**WHAT IS ASKED:**
- A) Rewrite the paragraph of the startup essay that begins "Fiscal negligence leads to the fall of startups" as a short bulleted list that keeps its main facts.
- B) Please list every stakeholder group the startup essay names in its first paragraph.
- C) In the startup essay, edit the part that opens with the words containing "As a startup" and closes with "the above challenges?", putting "cofounders" in place of "founders".
-- START SOURCE TEXT --
Some wise people have advised that you should use company money as if it were your own and spend frugally. This is even more important in a startup environment, especially when they’re not yet profitable. As startup owners and management team, we legally, ethically, and morally have a responsibility to various stakeholders — employees, customers, shareholders, and the community — when running a company. The VCs are expecting to get their money back in high multiples because they have obligations to their own investors.

Fiscal negligence leads to the fall of startups. When startups receive large new rounds of funding, a common mistake is to overspend — hiring luxury limousines when picking up guests, partying in 5-star hotels, hosting team-building exercises in exotic resorts, etc. This behavior is irresponsible to the stakeholders. I firmly believe startups should live within their means. We must spend frugally yet intelligently.

At the same time, it’s important to double down on the caliber of your people. I used to work for one of the most successful software companies in the world when it was still small. My coworkers and I all worked 12 hours a day and 7 days a week without any complaints because we loved what we did. We found our work was meaningful because we improved people’s lives globally. We were on a mission to make the world to be a better place! The company was rewarded handsomely — making billions in profit — while doing good.

Years later, this company has grown by multiple orders of magnitude. One of the old-timers asked a new employee why he joined the company. The reply was shocking — he joined the company for the free drinks, free food, parties, and benefits — this employee was joining for all the wrong reasons! He had neither the passion nor the fire of the early employees who had made the company into what it was. The mission-driven perseverance of the startup mindset is one of the few reasons startups even have a chance to compete against large companies.

Leadership & Management

As a startup grows, the interactions become exponentially more complex between employees with different educations, experiences, and cultures. Growth means diverse customers, shareholders, and complicated product integrations. Suddenly, founders and management team are dealing with multiple business units and office locations in different time zones. It’s next to impossible to enumerate all the possibilities.

So how do we deal with the above challenges?

Some potential solutions include, but are not limited to the following:

  • People-First. A company will be successful when both its employees and customers are delighted. Employees’ needs should be taken care of so they can focus on their work with undivided attention. Consequently, their exceptional work can exceed the customers’ expectations.
-- END SOURCE TEXT --
-- START DATASET SECTION --
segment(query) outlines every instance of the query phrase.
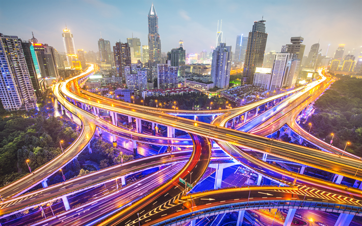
-- END DATASET SECTION --
**RESPONSES IN ORDER:**
- A)
- Fiscal negligence causes startups to fail.
- A common mistake after a large funding round is overspending, such as luxury limousines for guests, parties in 5-star hotels, and team-building in exotic resorts.
- This behavior is irresponsible to stakeholders.
- Startups should live within their means and spend frugally yet intelligently.

- B)
- Employees
- Customers
- Shareholders
- The community

- C)
As a startup grows, the interactions become exponentially more complex between employees with different educations, experiences, and cultures. Growth means diverse customers, shareholders, and complicated product integrations. Suddenly, cofounders and management team are dealing with multiple business units and office locations in different time zones. It’s next to impossible to enumerate all the possibilities.

So how do we deal with the above challenges?